* Start *

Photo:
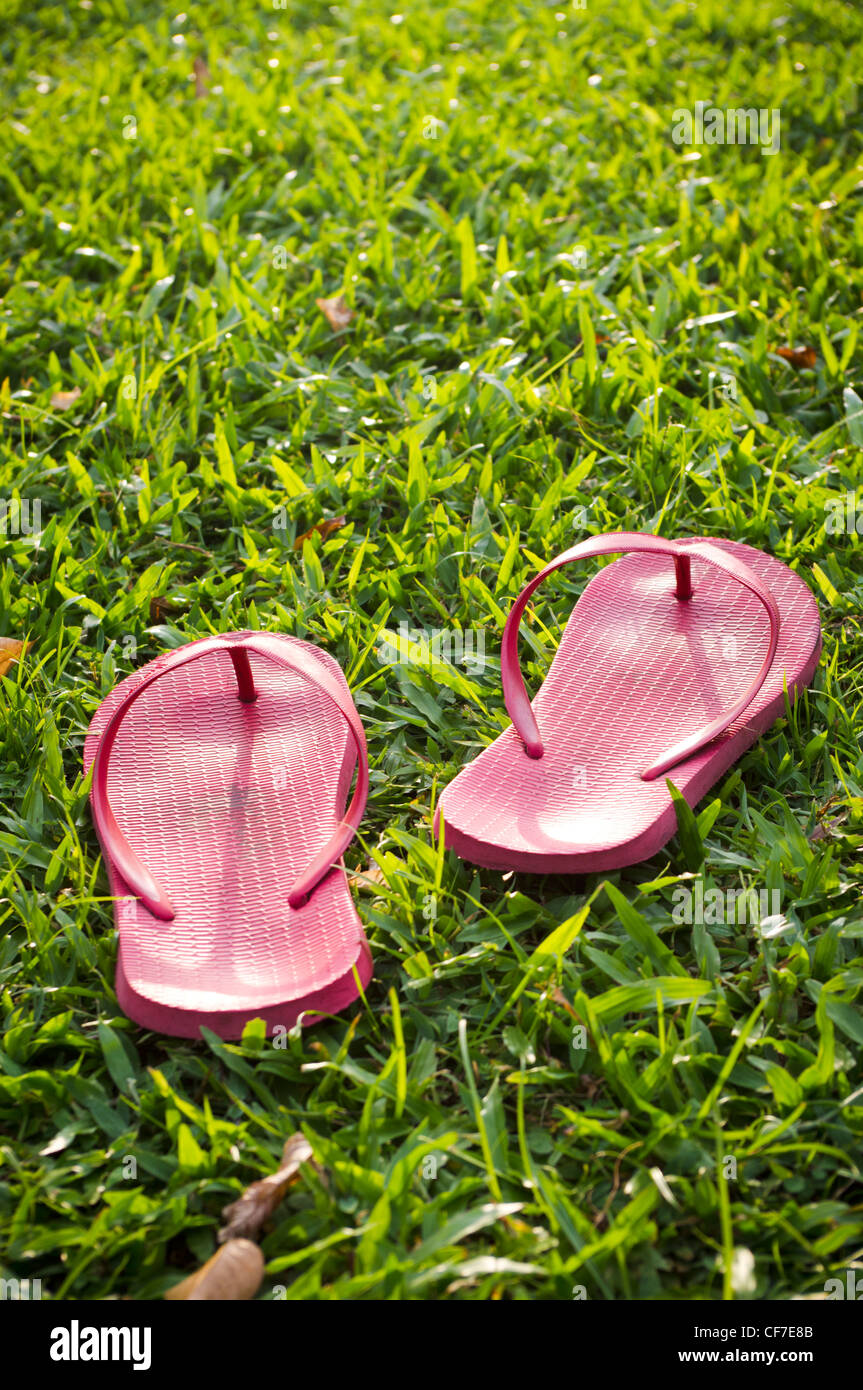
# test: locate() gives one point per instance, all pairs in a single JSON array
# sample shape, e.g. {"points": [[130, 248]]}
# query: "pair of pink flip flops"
{"points": [[221, 773]]}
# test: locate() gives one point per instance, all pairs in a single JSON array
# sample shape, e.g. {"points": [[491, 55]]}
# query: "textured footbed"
{"points": [[637, 670], [225, 804]]}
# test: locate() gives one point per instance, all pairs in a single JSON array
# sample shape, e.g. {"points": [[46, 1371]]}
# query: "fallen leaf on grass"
{"points": [[202, 74], [248, 1214], [232, 1273], [10, 651], [323, 528], [337, 312], [368, 879], [798, 356]]}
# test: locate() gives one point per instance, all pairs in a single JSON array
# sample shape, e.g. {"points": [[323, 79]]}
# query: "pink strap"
{"points": [[291, 658], [514, 692]]}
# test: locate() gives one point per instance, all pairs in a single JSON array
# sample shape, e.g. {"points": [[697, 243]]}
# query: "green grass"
{"points": [[491, 402]]}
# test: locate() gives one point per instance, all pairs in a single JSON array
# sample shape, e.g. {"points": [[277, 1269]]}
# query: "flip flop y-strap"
{"points": [[514, 691], [292, 659]]}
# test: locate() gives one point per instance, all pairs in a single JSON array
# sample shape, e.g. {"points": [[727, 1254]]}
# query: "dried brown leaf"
{"points": [[232, 1273], [10, 651], [161, 608], [798, 356], [248, 1214], [367, 880], [335, 312], [321, 528]]}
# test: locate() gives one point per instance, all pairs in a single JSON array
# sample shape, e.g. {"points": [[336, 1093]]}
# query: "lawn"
{"points": [[562, 323]]}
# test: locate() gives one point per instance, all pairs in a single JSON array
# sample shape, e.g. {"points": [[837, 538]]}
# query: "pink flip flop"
{"points": [[662, 672], [220, 779]]}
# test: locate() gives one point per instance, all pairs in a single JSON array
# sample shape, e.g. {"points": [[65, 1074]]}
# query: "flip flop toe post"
{"points": [[221, 774], [676, 658]]}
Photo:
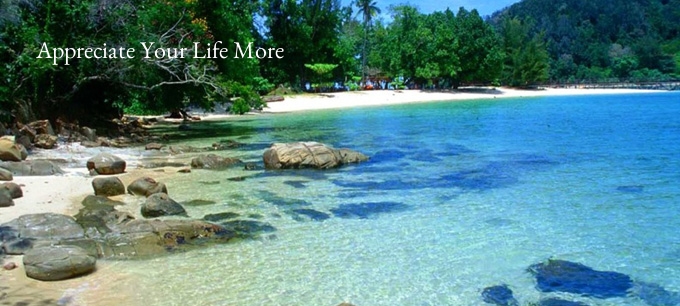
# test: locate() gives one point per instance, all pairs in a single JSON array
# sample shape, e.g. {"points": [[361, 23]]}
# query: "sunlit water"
{"points": [[457, 197]]}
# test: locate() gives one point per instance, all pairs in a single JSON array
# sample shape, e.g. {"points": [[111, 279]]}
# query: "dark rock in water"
{"points": [[45, 141], [499, 295], [159, 204], [6, 199], [656, 295], [146, 186], [105, 163], [198, 202], [14, 189], [37, 167], [559, 302], [220, 216], [565, 276], [248, 228], [631, 189], [108, 186], [296, 184], [58, 262], [315, 155], [93, 200], [153, 146], [311, 214], [213, 162], [366, 210]]}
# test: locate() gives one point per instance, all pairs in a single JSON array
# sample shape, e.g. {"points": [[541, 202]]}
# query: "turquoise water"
{"points": [[457, 197]]}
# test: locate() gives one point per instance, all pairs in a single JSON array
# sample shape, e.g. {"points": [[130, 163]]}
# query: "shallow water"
{"points": [[457, 197]]}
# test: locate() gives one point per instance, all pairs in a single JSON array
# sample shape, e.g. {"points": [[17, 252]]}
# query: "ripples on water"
{"points": [[457, 197]]}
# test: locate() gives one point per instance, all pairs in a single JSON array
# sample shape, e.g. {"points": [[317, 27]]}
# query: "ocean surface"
{"points": [[457, 197]]}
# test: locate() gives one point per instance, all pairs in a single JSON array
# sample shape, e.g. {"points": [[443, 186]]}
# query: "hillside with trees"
{"points": [[327, 47], [602, 40]]}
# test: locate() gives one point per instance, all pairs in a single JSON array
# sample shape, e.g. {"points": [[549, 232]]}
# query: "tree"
{"points": [[368, 9]]}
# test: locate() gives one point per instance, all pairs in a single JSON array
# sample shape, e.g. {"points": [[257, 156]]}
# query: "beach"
{"points": [[63, 194]]}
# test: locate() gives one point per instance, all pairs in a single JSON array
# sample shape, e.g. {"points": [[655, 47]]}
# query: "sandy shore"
{"points": [[63, 194], [390, 97]]}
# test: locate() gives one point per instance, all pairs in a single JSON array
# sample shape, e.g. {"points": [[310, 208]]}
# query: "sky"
{"points": [[484, 7]]}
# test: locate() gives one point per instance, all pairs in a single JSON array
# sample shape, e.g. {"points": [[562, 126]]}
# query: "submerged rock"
{"points": [[146, 186], [58, 262], [564, 276], [214, 162], [159, 204], [105, 163], [36, 167], [14, 190], [108, 186], [308, 155], [559, 302], [499, 295]]}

* End *

▶ _Work to do_
Each line in the records above should be reproduced exactly; images are not copied.

▶ _Exercise output_
Photo:
# test: locate() gives one point per instance, all pairs in a single JSON array
# sample shape, e.g. {"points": [[130, 248]]}
# query: "pair of pink flip flops"
{"points": [[221, 773]]}
# test: locate() gives one point per instance, all pairs in a single JSON array
# sample shape, e.g. {"points": [[491, 55]]}
# query: "textured footbed"
{"points": [[637, 670], [225, 804]]}
# test: locate() gives one point per instance, all pairs in a single JSON array
# sample shape, e.g. {"points": [[46, 1371]]}
# query: "fallen leaf on grass"
{"points": [[202, 74], [248, 1214], [232, 1273], [10, 651], [323, 528], [337, 312], [368, 879], [798, 356]]}
# test: locate() gives one point per instance, all pairs in a single JSON array
# sample shape, e.g. {"points": [[323, 79]]}
# query: "pink strap"
{"points": [[291, 658], [514, 692]]}
# test: locate() gives one point per instance, all pairs in a single JSON array
# sample shape, e.g. {"points": [[697, 243]]}
# query: "green grass"
{"points": [[491, 402]]}
# test: locate() gives one point per instance, all pairs in a single JSON array
# sample shape, e.g. {"points": [[277, 1269]]}
# query: "flip flop y-strap"
{"points": [[514, 691], [292, 659]]}
# test: locate() gives one point per instance, all pairs in a single JSON array
# sample shape, e.g. {"points": [[727, 1254]]}
# query: "dried brown leaf"
{"points": [[232, 1273], [10, 651], [161, 608], [798, 356], [248, 1214], [367, 880], [335, 312], [321, 528]]}
# test: locate() gives one point per instance, all pairs in a single JSON array
# sample shape, e.g. {"points": [[336, 1093]]}
# query: "lawn"
{"points": [[562, 323]]}
# test: locate() gives one point per instance, all pairs in a single JSON array
# sample shape, e.g. {"points": [[837, 538]]}
# query: "pink flip flop"
{"points": [[662, 672], [220, 779]]}
# test: locate() gives one point per instance, all pairs in a single JSON array
# sample shape, e.g. {"points": [[65, 1074]]}
# query: "flip flop toe post"
{"points": [[221, 774], [676, 658]]}
Photo:
# test: locate() gives one point per instance, all pairs in a single JSON array
# sample shape, e.g. {"points": [[361, 23]]}
# query: "sunlit water"
{"points": [[457, 197]]}
# test: locate() gives one point per instance, all pairs in a single JSON array
# sample shape, e.g. {"points": [[111, 279]]}
# query: "dark rock in water"
{"points": [[45, 141], [499, 295], [159, 204], [6, 199], [656, 295], [146, 186], [105, 163], [198, 202], [14, 189], [37, 167], [559, 302], [220, 216], [565, 276], [248, 228], [631, 189], [108, 186], [296, 184], [58, 262], [315, 155], [93, 200], [153, 146], [311, 214], [213, 162], [366, 210]]}
# test: locate() gives one point per instance, all pairs in a single JSON array
# sample shape, e.g. {"points": [[541, 202]]}
# query: "turquoise water"
{"points": [[457, 197]]}
# test: locate() gives one point per instance, all pairs in a single JSON array
# sample shape, e.g. {"points": [[130, 163]]}
# query: "shallow water"
{"points": [[457, 197]]}
# test: locate() gives one point per instance, all pairs in a single JSON array
# sample shape, e.g. {"points": [[17, 252]]}
# query: "ripples on water"
{"points": [[457, 197]]}
# test: locate() gives one point per instance, all pairs in a single JSON array
# sample shape, e.g. {"points": [[317, 27]]}
# query: "ocean surface"
{"points": [[457, 197]]}
# test: locate() gives one point per instance, all pairs in a single JSON array
# sample shape, e.g. {"points": [[443, 186]]}
# query: "hillside with trees"
{"points": [[327, 47], [602, 40]]}
# test: locate() gives one point per instance, all pairs in a single JSON array
# sample shape, e.g. {"points": [[549, 232]]}
# query: "tree"
{"points": [[368, 9]]}
# test: locate() gives one point per instance, all pairs in a single JSON array
# sample shape, e.g. {"points": [[257, 156]]}
# query: "beach"
{"points": [[63, 194]]}
# test: locate() gives one point per instance, all pairs in a single JSON array
# sample shape, e.g. {"points": [[655, 47]]}
# query: "sandy shore"
{"points": [[63, 194], [390, 97]]}
# test: locate() gives one point per instance, all pairs in a single JSON array
# sample shape, e.g. {"points": [[310, 208]]}
# query: "sky"
{"points": [[484, 7]]}
# test: locate() gives one point per instance, all pairs in a single JSON array
# sample shape, e.g. {"points": [[562, 126]]}
# query: "submerged rock"
{"points": [[146, 186], [58, 262], [564, 276], [214, 162], [159, 204], [105, 163], [36, 167], [14, 190], [108, 186], [308, 155], [559, 302], [499, 295]]}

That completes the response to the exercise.